[Reading passage]

-- Begin --

Listen as Stephen Ainger and Jonathan White remember how University Radio Bath all began or read the transcript provided below.
SA: My name’s Stephen Aigner and I studied Applied Physics at Bath University and graduated in 1974.
JW: And I’m Jonathan White and I studied Electrical Engineering and graduated at the same time.
SA: So, Jonathan, how did it all start? How did University Radio Bath begin?
JW: Well, remember in those times, in the 1970s, things were very different as regarding entertainment for students. There was limited access to music. If you wanted to hear pop music, you’d listen to Radio 1. Or you might listen to Radio Luxembourg but there wasn’t much else around. So, the idea of a campus radio, our own radio station, was quite radical really; very exciting.
SA: And could only be delivered by overcoming substantial challenges. You couldn’t go do a web search and buy a mixer desk or a transmitter or even a licence to broadcast. It was all new.
JW: Well, it was and, of course, there was no money. You know, we didn’t have lots of money to set up a radio station; we had very little, so we made do really. We scrounged equipment, we put things together, built a lot of it.
SA: Not forgetting the mixer desk.
JW: Not forgetting the mixer desk, of course, which you built Stephen!

-- End --

Photo object-pointing records
-- Begin --

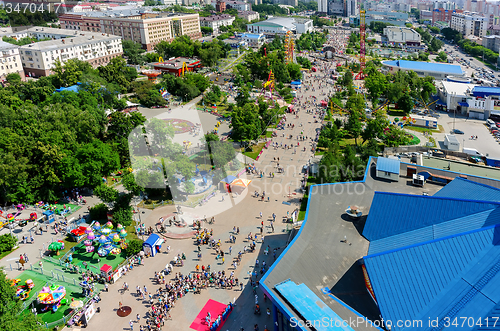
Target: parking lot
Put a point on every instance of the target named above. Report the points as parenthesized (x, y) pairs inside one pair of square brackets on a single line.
[(485, 142)]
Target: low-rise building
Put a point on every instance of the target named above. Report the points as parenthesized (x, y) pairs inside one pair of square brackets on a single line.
[(177, 66), (146, 28), (253, 40), (249, 15), (10, 60), (470, 100), (422, 69), (38, 59), (402, 35), (281, 25), (216, 21), (238, 5)]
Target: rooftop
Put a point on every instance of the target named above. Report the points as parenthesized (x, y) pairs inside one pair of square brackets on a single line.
[(457, 88), (318, 258), (425, 66)]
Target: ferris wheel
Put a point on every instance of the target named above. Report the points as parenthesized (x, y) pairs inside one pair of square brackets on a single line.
[(289, 48)]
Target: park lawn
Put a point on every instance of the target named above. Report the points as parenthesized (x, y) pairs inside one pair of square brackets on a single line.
[(255, 150), (40, 281)]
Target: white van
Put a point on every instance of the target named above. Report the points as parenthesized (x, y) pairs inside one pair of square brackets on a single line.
[(472, 152)]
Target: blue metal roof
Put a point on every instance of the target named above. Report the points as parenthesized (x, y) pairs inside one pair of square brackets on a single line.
[(461, 188), (451, 69), (311, 307), (393, 213), (484, 91), (453, 277), (460, 225), (388, 165)]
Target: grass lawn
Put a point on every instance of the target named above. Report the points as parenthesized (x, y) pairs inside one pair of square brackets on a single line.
[(80, 255), (255, 150), (40, 281)]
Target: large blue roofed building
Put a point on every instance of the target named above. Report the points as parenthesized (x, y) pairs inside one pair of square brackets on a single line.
[(422, 69), (429, 260)]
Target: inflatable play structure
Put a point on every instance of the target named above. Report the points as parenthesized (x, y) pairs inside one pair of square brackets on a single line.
[(23, 291), (52, 297), (109, 240)]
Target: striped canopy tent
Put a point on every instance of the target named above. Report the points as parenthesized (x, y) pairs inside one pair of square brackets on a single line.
[(240, 184)]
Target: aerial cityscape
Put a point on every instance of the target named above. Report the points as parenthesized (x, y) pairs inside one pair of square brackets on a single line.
[(266, 165)]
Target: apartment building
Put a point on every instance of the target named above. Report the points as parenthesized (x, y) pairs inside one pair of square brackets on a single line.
[(216, 21), (469, 24), (38, 59), (146, 28), (10, 60), (249, 15)]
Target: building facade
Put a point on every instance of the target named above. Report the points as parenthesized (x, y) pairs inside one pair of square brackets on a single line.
[(10, 60), (146, 28), (38, 59), (402, 35), (280, 26), (249, 16), (469, 24), (492, 42), (216, 21)]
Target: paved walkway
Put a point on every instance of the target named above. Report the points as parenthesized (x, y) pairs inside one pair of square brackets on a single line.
[(284, 193)]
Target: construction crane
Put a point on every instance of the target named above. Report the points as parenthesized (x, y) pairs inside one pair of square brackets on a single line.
[(362, 49), (289, 47)]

-- End --

[What this exercise asks]
**A)** Rewrite the paragraph of the University Radio Bath transcript that begins "Well, remember in those times" as a short bulleted list that keeps its main facts.
**B)** According to the University Radio Bath transcript, what subject did Jonathan White study?
**C)** Summarize the University Radio Bath transcript in two sentences.

[Results of the tasks]
**A)**
- In the 1970s, entertainment options for students were very different.
- Access to music was limited.
- Pop music meant Radio 1 or Radio Luxembourg, with little else available.
- A campus radio station of their own was therefore a radical and very exciting idea.

**B)** Electrical Engineering.

**C)** Two 1974 Bath University graduates recall that, in the 1970s, students had little access to music beyond Radio 1 and Radio Luxembourg, so a campus radio station was a radical and exciting idea. Starting it meant overcoming major challenges with very little money, so they scrounged and built much of the equipment themselves, including a mixer desk that Stephen built.